* START Supplied passage *
But Roberts has also gone on to success in a completely new field: turning up as Riley, one of Lex Luthor’s henchmen in Superman Returns. He’s the one that holds Superman’s head underwater towards the end. Very masculine.

Although Roberts’ story essentially backs up Granderson’s argument that a gay athlete does more for the gay community and will be happier once he, or she, is out of the closet, it also raises further questions. Australia is a country with its fair share of prejudice, homosexuality being illegal in New South Wales until 1982, but it’s also home of the Sydney Gay and Lesbian Mardi Gras, an event that’s become so mainstream it’s been able to drop the ‘Gay and Lesbian’ from the name. Even conservative Christian groups protesting the event choose to go with ‘Jesus still loves you’ placards, rather than the vitriolic ‘God hates fags’ catchphrase popular with the Fred Phelps fraternity in the US.
* END Supplied passage *
* _Directions_:
Lift everything from "But Roberts has" down to "end. Very masculine." out of the passage about Roberts, word for word.
* START Stored records *
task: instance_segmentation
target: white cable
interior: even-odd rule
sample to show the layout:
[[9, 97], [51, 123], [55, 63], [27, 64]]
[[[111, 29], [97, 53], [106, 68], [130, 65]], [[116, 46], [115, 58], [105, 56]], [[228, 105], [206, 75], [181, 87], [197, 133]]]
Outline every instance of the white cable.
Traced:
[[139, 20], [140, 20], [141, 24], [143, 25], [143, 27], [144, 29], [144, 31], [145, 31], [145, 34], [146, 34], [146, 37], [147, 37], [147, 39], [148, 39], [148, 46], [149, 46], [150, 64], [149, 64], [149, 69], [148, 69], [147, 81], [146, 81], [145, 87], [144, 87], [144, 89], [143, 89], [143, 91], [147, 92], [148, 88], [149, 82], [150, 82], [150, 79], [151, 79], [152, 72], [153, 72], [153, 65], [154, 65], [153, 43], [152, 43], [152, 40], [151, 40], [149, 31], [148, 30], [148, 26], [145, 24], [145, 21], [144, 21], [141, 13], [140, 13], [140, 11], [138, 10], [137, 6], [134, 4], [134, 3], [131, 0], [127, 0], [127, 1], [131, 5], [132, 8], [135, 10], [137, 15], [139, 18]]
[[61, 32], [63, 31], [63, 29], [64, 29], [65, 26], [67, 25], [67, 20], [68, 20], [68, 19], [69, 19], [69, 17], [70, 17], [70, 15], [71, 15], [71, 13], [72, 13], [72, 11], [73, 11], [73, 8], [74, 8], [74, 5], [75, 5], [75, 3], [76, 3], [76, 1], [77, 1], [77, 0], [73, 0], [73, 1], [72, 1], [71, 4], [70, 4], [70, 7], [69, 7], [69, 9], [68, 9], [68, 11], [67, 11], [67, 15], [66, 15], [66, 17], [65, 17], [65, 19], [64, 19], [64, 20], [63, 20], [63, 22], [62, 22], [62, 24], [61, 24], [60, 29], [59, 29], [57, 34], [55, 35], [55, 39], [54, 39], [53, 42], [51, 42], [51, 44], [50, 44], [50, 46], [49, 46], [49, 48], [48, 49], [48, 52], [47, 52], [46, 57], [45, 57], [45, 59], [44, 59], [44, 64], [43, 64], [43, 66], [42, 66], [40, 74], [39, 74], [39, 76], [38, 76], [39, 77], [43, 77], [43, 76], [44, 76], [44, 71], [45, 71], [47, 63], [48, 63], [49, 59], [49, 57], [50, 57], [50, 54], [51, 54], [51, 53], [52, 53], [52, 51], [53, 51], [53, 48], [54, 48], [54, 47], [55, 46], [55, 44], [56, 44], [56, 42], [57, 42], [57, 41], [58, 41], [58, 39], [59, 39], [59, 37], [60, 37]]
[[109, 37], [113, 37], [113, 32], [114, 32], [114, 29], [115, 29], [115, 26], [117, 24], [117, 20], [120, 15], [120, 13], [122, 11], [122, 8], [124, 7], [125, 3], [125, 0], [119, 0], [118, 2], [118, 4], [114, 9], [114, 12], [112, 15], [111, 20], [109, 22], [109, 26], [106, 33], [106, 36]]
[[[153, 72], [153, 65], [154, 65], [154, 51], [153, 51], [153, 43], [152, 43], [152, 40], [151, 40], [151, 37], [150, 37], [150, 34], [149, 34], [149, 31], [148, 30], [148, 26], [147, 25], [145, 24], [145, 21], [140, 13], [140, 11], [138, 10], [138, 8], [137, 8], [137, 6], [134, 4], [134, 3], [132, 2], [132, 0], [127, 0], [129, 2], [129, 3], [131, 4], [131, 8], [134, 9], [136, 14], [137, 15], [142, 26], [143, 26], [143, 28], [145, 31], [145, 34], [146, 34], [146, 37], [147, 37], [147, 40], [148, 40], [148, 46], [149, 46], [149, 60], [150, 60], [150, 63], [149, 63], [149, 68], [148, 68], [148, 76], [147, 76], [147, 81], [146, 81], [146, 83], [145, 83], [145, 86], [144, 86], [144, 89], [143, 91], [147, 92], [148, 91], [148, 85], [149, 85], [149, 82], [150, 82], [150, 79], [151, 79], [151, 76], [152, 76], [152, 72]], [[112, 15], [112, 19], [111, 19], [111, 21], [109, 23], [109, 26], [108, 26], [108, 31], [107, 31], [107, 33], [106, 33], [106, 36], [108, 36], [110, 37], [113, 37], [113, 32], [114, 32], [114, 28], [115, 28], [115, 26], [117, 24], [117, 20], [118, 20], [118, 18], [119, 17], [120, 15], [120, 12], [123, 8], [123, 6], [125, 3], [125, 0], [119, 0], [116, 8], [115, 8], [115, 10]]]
* END Stored records *
* _Task result_:
But Roberts has also gone on to success in a completely new field: turning up as Riley, one of Lex Luthor’s henchmen in Superman Returns. He’s the one that holds Superman’s head underwater towards the end. Very masculine.